PROBLEM TO WORK ON
All records below are to be set down precisely as written, excluding pictures.

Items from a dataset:
· · · ·
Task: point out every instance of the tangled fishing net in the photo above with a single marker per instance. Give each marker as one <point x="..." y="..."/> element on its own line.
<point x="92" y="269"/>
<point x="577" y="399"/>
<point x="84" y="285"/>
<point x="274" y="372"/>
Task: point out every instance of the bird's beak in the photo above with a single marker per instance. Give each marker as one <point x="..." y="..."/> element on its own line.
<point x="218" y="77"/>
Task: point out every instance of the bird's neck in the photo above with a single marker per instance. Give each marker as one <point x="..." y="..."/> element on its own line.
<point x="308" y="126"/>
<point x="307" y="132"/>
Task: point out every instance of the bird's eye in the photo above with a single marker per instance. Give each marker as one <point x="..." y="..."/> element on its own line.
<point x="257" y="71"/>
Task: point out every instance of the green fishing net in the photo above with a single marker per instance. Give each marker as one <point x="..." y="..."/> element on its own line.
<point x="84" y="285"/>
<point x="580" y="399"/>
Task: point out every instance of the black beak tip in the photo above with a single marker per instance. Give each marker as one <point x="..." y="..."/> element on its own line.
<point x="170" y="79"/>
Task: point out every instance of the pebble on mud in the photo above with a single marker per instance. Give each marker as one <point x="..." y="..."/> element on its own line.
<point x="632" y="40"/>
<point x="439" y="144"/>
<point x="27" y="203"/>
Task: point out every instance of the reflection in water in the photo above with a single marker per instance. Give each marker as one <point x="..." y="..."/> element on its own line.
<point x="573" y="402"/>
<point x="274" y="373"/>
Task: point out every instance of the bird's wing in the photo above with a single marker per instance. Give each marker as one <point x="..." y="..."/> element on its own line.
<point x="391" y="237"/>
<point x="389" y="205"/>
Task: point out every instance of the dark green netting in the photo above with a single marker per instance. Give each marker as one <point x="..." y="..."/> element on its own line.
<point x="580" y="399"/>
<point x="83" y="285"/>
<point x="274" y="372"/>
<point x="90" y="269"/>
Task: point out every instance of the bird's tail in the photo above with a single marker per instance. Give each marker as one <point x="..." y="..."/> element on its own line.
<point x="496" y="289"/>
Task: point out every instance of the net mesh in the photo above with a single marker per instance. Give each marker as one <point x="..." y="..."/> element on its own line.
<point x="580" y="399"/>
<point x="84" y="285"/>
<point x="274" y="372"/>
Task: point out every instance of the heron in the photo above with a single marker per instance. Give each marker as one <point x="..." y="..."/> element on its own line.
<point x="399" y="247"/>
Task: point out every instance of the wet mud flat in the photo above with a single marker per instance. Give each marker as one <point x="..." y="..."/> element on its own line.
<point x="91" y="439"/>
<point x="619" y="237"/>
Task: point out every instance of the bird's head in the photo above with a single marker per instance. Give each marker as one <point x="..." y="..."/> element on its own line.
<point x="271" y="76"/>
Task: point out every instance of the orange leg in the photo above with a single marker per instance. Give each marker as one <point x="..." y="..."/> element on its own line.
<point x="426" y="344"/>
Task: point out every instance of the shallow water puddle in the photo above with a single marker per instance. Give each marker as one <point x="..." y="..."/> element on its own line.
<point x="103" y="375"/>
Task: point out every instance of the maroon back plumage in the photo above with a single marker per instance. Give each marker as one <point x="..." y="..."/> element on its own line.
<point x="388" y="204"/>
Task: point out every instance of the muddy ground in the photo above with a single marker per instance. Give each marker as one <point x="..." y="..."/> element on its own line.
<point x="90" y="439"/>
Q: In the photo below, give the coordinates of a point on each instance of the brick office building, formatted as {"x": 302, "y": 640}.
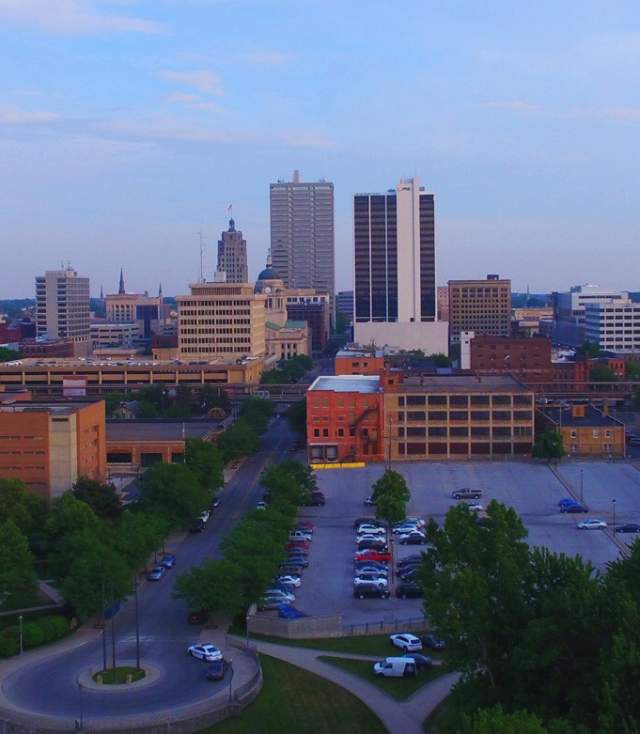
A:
{"x": 49, "y": 446}
{"x": 367, "y": 418}
{"x": 527, "y": 359}
{"x": 344, "y": 419}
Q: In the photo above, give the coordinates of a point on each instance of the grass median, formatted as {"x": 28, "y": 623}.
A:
{"x": 400, "y": 688}
{"x": 293, "y": 699}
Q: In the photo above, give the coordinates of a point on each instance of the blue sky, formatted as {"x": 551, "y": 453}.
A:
{"x": 127, "y": 126}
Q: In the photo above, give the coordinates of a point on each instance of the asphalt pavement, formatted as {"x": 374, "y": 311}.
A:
{"x": 49, "y": 686}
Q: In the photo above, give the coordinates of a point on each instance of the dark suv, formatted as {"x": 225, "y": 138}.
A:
{"x": 370, "y": 589}
{"x": 466, "y": 494}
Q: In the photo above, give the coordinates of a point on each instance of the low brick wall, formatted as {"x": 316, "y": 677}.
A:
{"x": 184, "y": 720}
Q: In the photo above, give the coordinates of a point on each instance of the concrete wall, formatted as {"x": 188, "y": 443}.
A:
{"x": 431, "y": 337}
· · · ·
OUTPUT FOR THIS EXERCISE
Task: point out every instance of the tangled fishing net in the photo above with a single marker per instance. Give each marker as one <point x="..." y="..."/> element on its own line.
<point x="92" y="269"/>
<point x="577" y="399"/>
<point x="84" y="285"/>
<point x="274" y="372"/>
Task: point out every instance of the bird's beak in the photo above with a single marker per instance. Give each marker as one <point x="..." y="..."/> element on its own line.
<point x="218" y="77"/>
Task: point out every instance of the bird's neck in the photo above with a single marker per instance. Give each marker as one <point x="..." y="..."/> element on its own line.
<point x="308" y="126"/>
<point x="307" y="132"/>
Task: point out every instance of the bird's eye in the photo above with a single marker per instance. Give each marker as one <point x="..." y="..."/> element on its own line.
<point x="257" y="71"/>
Task: point out every instance of the green fishing net in the photo above with a single marker per instance. Give each marker as one <point x="..." y="..."/> element on its own line.
<point x="84" y="285"/>
<point x="580" y="399"/>
Task: point out every instance of the black beak tip in the photo above with a single marker per instance. Give each marker as one <point x="..." y="..."/> element on its own line.
<point x="170" y="79"/>
Task: point out every instance of the pebble on mud in the photo above with a single marker per instance. Give each marker as one <point x="..." y="..."/> element on its own line.
<point x="632" y="40"/>
<point x="439" y="144"/>
<point x="27" y="203"/>
Task: point out every instance of the reflection in water in the photo above with a single marker per instance. Give each marker as one <point x="..." y="..."/> element on its own line.
<point x="573" y="402"/>
<point x="274" y="373"/>
Task: point out every instance of the bird's wing in the photo above with a single marker per instance. Give each marker as one <point x="..." y="..."/> element on its own line.
<point x="391" y="237"/>
<point x="389" y="205"/>
Task: point out every instance of the dark green netting in the photo above with a single marker per instance. Give each marker as one <point x="..." y="..."/> element on its own line.
<point x="580" y="399"/>
<point x="83" y="285"/>
<point x="274" y="372"/>
<point x="90" y="269"/>
Task: point out every instance of the bird's tail in the photo above with a single marker per instance. Give each marker as one <point x="..." y="..."/> element on its own line.
<point x="496" y="289"/>
Task: point out every instance of the net mesh in the photo above with a single marker per instance. Give each marker as one <point x="..." y="..."/> element on its own line.
<point x="580" y="399"/>
<point x="84" y="285"/>
<point x="274" y="372"/>
Task: point out every instance of the heron in the photo above with a single marker per instance. Give each marker as one <point x="..." y="..."/> element on its own line.
<point x="399" y="247"/>
Task: point out every instance of the wet mud flat in the photo above with a single marker per instance. Give each marker as one <point x="..." y="..."/> element on its own line.
<point x="91" y="439"/>
<point x="619" y="237"/>
Task: point out every instance of the bird's head in the photo above with a single marker per instance. Give each marker as one <point x="..." y="..."/> element on its own line.
<point x="271" y="76"/>
Task: point out every instance of the orange leg in the photo above with a single marker per instance. Give each marker as one <point x="..." y="..."/> element on its own line.
<point x="426" y="344"/>
Task: point out every instance of the shallow water puddle in the photo above with a single marker per instance. Give each marker as one <point x="..." y="..."/> element on its own line.
<point x="103" y="375"/>
Task: point out every instance of the maroon back plumage in the photo above with a single marker per instance. Give each marker as one <point x="..." y="..."/> element on its own line.
<point x="388" y="204"/>
Task: point out every instance of the muddy ground in the photo above with a single marker per instance. Give each marker as one <point x="..." y="..."/> element on its own line.
<point x="90" y="439"/>
Q: In the photo below, give the coordinates of a point on each instance of the brick office building, formatted as {"x": 302, "y": 640}.
A:
{"x": 49, "y": 446}
{"x": 367, "y": 418}
{"x": 527, "y": 359}
{"x": 344, "y": 419}
Q: In the photo above, give the coordinates of a point on each instance of the grass median, formatted as {"x": 28, "y": 623}.
A:
{"x": 400, "y": 688}
{"x": 293, "y": 699}
Q: In the photo above, give the coordinates of a point on each instance of the blue sky, formatted as {"x": 551, "y": 453}.
A:
{"x": 127, "y": 126}
Q: In the photo above, give the coordinates of a point on each instance of the asphalt pavement, formatted as {"x": 374, "y": 311}.
A:
{"x": 49, "y": 686}
Q: In the photo above, give the coordinates of a point on each instance of the dark suv, formatted as {"x": 225, "y": 138}.
A:
{"x": 370, "y": 589}
{"x": 466, "y": 494}
Q: In the photo above, give the coordinates of a point on each instance of the low brick wall, formatted as {"x": 316, "y": 677}.
A:
{"x": 184, "y": 720}
Q: In the photo above, give the coordinates of a point on each instance of the concrete wall, formatted as {"x": 188, "y": 443}.
A:
{"x": 431, "y": 337}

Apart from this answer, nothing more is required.